*WHAT YOU WILL DO:* Exactly as they stand, repeat the lines from the one containing "Can you find the rough" through the final line of the listing, both ends included, and nothing else; skip the pictures.

________________________

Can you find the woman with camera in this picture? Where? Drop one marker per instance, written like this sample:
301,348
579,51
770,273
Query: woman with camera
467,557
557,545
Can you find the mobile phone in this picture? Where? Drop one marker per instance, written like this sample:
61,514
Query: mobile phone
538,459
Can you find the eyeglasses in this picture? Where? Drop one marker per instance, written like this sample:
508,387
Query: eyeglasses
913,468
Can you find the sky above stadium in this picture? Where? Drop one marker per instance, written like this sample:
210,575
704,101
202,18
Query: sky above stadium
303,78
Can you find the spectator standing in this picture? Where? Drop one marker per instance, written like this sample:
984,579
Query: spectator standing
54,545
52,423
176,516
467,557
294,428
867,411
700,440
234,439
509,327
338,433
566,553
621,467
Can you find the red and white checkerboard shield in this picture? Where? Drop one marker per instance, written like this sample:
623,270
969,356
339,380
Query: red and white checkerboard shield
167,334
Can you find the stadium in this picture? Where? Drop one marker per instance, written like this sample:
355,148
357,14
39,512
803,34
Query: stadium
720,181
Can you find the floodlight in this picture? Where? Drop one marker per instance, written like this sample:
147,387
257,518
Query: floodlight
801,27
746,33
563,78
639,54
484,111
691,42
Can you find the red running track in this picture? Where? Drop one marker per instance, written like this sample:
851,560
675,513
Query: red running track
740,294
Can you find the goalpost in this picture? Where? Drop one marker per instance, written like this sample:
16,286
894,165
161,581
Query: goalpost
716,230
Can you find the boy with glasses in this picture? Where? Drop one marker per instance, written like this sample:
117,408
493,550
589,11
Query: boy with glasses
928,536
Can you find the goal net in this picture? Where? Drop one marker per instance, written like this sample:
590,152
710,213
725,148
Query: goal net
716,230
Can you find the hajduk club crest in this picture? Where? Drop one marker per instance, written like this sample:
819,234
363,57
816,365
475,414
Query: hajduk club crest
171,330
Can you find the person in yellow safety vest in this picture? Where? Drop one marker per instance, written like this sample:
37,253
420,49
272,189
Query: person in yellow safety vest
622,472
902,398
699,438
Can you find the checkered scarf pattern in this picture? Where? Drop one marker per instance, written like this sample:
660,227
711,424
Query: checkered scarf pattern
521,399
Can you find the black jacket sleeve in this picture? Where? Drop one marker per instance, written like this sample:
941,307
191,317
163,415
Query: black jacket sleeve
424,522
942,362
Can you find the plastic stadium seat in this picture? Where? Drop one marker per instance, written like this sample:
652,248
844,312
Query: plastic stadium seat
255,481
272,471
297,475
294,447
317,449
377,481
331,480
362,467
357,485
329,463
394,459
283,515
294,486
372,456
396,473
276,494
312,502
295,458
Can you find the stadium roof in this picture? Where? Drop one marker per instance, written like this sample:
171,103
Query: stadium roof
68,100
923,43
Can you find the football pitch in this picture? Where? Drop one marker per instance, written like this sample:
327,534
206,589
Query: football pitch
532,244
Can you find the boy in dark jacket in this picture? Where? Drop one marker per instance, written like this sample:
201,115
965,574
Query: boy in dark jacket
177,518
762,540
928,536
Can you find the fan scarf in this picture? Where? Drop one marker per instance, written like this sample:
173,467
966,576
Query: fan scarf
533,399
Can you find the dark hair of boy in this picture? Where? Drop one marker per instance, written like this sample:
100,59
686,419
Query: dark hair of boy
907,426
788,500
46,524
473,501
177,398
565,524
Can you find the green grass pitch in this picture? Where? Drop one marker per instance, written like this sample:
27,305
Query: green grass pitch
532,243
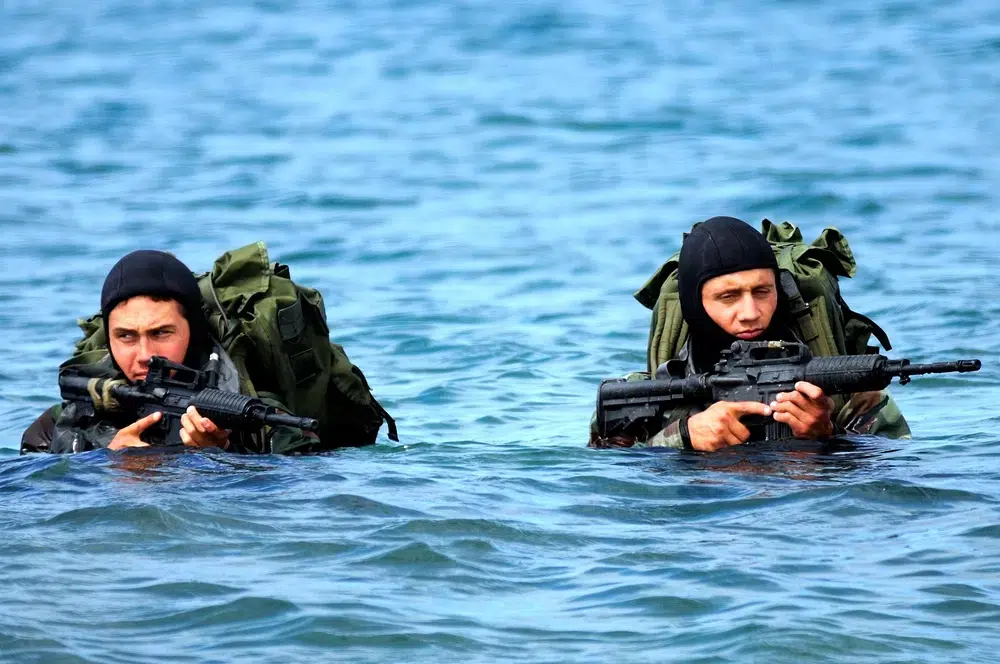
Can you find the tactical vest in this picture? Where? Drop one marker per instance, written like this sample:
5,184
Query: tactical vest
276,333
809,282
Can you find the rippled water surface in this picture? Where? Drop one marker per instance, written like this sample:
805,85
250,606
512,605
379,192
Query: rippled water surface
477,188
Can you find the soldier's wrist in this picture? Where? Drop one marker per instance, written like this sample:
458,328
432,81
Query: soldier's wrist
685,434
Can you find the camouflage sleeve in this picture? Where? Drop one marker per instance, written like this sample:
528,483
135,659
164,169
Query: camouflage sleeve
874,413
38,436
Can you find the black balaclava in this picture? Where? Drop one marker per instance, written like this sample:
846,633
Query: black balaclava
156,273
718,246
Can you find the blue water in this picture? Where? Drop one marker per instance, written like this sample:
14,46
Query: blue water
477,188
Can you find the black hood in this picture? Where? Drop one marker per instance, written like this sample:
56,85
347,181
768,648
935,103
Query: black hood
718,246
157,273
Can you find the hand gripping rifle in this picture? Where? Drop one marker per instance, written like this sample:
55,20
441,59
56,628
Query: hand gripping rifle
170,388
751,371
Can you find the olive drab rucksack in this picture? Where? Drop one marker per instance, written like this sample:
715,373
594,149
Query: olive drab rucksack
276,333
809,281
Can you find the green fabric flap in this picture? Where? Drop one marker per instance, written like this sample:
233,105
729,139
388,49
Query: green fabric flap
830,248
648,294
239,275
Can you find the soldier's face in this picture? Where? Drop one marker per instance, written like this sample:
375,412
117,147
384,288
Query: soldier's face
142,327
741,303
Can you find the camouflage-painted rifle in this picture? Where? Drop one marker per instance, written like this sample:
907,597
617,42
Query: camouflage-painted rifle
751,371
170,388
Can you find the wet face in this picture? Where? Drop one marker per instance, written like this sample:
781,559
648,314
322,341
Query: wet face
741,303
142,327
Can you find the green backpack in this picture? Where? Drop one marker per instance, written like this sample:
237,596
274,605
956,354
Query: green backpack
276,333
809,280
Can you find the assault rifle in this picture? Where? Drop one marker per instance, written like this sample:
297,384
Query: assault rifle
751,371
170,388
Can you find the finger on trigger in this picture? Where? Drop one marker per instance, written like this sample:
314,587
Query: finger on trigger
740,430
808,389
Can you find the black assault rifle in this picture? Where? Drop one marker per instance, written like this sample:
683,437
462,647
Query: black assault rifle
751,371
170,388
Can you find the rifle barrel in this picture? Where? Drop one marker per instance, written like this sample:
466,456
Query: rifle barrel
959,366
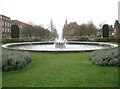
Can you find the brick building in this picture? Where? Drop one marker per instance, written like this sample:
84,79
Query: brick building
20,25
6,26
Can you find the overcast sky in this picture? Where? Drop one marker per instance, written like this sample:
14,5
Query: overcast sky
40,12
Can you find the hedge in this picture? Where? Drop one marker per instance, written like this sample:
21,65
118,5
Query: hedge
107,57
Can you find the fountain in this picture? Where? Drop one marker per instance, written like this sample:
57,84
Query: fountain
60,42
59,45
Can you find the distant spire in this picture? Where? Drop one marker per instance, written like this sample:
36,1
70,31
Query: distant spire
51,25
66,22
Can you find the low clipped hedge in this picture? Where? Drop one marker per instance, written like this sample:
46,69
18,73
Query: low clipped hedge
16,40
107,39
13,60
109,57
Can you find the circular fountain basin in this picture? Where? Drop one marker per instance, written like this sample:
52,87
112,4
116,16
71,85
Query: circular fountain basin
71,46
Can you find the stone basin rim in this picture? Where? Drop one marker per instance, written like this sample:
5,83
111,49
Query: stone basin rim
8,46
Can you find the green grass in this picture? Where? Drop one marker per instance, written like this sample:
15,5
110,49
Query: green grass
61,70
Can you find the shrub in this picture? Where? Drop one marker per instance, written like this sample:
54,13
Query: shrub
106,39
108,57
14,59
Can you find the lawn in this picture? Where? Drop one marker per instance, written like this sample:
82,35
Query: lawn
61,70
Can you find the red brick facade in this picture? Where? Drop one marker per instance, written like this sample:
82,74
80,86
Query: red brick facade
6,26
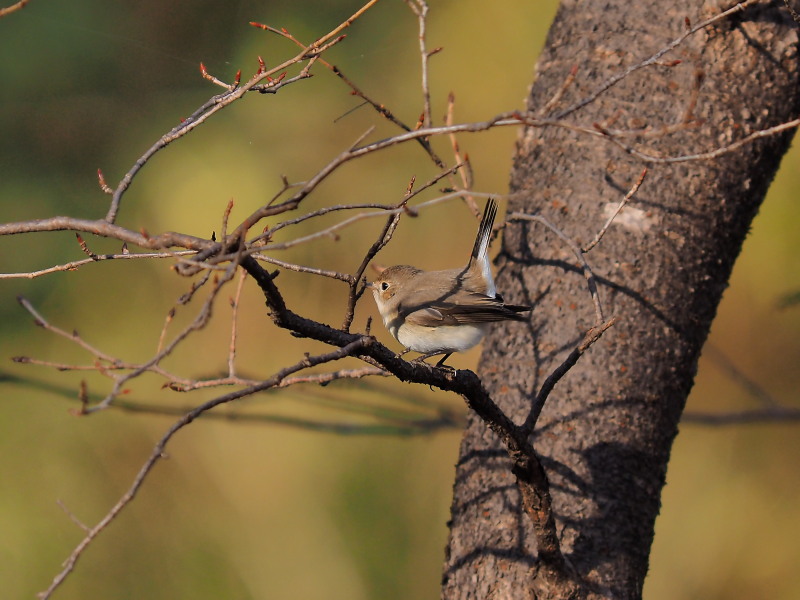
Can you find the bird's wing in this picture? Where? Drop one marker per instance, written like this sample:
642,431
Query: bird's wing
461,308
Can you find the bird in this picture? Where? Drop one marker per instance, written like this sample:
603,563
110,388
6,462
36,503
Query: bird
442,312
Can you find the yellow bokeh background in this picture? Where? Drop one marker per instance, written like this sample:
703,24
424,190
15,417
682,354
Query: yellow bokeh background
255,510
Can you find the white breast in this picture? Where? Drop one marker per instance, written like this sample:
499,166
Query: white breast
446,338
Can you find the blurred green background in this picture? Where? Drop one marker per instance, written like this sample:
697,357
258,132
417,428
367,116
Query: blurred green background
254,510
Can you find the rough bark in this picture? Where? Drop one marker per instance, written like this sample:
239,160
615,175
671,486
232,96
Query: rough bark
606,432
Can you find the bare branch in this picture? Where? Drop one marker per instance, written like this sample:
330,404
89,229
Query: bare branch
158,450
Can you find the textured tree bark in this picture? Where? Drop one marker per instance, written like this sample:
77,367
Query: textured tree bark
606,432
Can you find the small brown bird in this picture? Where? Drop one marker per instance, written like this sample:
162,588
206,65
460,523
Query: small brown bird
441,312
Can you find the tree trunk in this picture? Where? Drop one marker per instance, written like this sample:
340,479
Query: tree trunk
605,434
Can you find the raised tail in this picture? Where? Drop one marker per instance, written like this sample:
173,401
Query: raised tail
480,251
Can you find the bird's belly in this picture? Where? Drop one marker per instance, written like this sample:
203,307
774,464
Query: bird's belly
445,338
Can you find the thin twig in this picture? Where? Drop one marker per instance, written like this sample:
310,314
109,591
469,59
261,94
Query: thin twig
13,8
158,450
586,269
420,8
631,193
590,338
234,323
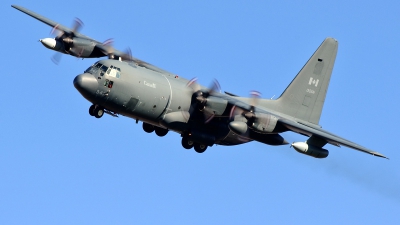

________________________

*OUTPUT OF THE EXERCISE:*
Can you find the rough bark in this picture? Where? Drop one marker per instance, written like this sample:
239,160
615,175
671,486
232,96
Query: rough bark
606,432
Can you find the bare branch in this picture? Where? Drop one marker per instance, written like this sample:
330,404
89,229
Query: bare branch
158,450
Can you find the textured tree bark in this picture? Where? Drop one marker per instance, written like this sample:
77,367
Query: textured tree bark
606,432
Can you find the small brown bird in this picture? Where? Drop one marker per instance, written like this sample:
162,588
206,65
460,523
Query: small brown bird
441,312
Can you find the tree trunk in this picture? Where? Drop one marker per instance, written like this sample:
340,479
Query: tree trunk
605,434
Can you find the raised tail in this picture? Where? Drop one marker per instance, written like this sample:
173,401
Query: raised tail
480,251
Can you find the bird's belly in this picture? Where? Drop one marker per instance, written like this sample:
203,307
774,464
Query: bird's belly
445,338
Can you find the thin twig in this picture? Where? Drop one marker per instance, written like this sample:
310,314
109,591
469,59
261,94
Query: thin twig
13,8
158,450
586,269
420,8
631,193
590,338
234,323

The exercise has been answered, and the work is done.